COURT OF APPEALS

DECISION

DATED AND FILED

 

May 2, 2006

 

Cornelia G. Clark

Clerk of Court of Appeals

 

 

 

NOTICE

 

 

This opinion is subject to further editing.  If published, the official version will appear in the bound volume of the Official Reports. 

 

A party may file with the Supreme Court a petition to review an adverse decision by the Court of Appeals.  See Wis. Stat. § 808.10 and Rule 809.62. 

 

 

 

 

Appeal No. 

2004AP2656-CR

Cir. Ct. No.  2003CF4909

STATE OF WISCONSIN   

IN COURT OF APPEALS

 

DISTRICT I

 

 

 

 

State of Wisconsin,

 

                        Plaintiff-Respondent,

 

            v.

 

Anthony Mark Caravella,

 

                        Defendant-Appellant.

 

 

 

            APPEAL from a judgment and an order of the circuit court for Milwaukee County:  jean W. dimotto, Judge.  Affirmed. 

            Before Wedemeyer, P.J., Fine and Curley, JJ.

RECORDED INFORMATION:
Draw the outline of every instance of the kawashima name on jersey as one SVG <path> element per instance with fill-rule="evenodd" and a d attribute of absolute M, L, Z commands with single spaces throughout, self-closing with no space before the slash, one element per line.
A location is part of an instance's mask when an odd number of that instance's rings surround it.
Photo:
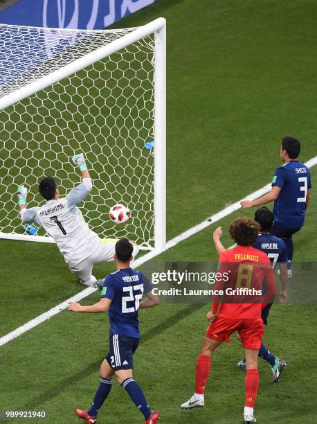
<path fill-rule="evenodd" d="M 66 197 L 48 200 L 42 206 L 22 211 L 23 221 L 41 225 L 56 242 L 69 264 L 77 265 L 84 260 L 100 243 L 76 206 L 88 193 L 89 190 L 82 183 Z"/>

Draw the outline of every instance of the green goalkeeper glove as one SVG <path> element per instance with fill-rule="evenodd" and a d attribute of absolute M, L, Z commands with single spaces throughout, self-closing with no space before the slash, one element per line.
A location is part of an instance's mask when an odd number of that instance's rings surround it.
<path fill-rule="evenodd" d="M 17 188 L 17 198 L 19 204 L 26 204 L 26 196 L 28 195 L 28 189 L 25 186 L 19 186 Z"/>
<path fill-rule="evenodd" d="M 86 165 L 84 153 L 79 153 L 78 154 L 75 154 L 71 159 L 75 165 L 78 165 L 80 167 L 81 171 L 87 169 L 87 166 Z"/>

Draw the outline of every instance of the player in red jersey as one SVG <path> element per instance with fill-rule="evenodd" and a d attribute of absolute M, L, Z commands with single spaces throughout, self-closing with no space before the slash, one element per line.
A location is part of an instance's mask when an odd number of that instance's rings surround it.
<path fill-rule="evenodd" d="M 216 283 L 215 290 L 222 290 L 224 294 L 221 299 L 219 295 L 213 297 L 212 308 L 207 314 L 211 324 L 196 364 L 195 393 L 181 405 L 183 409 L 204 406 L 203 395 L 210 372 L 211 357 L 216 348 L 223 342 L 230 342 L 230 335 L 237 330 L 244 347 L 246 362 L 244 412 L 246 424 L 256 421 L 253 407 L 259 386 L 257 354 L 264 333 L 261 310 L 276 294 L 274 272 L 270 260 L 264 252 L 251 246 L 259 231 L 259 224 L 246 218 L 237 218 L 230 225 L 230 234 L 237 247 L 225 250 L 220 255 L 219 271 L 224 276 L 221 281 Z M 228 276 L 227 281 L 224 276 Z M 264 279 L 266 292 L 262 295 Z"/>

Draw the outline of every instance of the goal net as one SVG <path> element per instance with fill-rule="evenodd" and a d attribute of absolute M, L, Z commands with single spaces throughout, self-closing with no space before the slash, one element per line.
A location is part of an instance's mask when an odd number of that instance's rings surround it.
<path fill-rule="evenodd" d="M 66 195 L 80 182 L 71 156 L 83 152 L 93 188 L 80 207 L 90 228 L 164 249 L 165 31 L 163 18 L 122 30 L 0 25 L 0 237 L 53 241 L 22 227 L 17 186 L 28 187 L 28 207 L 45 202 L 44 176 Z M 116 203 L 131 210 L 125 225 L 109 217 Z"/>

--

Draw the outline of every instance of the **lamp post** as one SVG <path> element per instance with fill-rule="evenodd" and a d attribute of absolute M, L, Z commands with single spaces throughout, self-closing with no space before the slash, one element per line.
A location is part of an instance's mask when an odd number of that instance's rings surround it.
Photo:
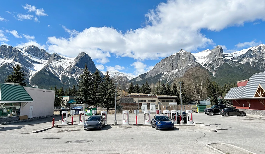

==

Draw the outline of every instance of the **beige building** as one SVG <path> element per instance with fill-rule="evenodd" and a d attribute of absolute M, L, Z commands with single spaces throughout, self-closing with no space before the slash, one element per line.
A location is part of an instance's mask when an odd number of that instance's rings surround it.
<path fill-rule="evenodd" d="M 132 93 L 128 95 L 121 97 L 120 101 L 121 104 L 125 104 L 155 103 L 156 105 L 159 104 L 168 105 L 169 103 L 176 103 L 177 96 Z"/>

GIVEN PROBLEM 1: Return the stretch of the decision from "Defendant-Appe" through "dimotto, Judge.  Affirmed.", copied word for word.
GIVEN PROBLEM 2:
Answer these questions using the decision:
(a) On what date was it dated and filed?
(b) For which county was the circuit court whose judgment is appealed?
(c) Who is named as the defendant-appellant?
GIVEN PROBLEM 3: Shorten the paragraph of the decision that begins "This opinion is subject to further editing" into a single brief sentence that keeps its main facts.
The data has no connection to the decision.

SOLUTION 1:
Defendant-Appellant.

 

 

 

            APPEAL from a judgment and an order of the circuit court for Milwaukee County:  jean W. dimotto, Judge.  Affirmed.

SOLUTION 2:
(a) May 2, 2006
(b) Milwaukee County
(c) Anthony Mark Caravella

SOLUTION 3: The opinion may still be edited, and if published, its official version will appear in the bound volume of the Official Reports.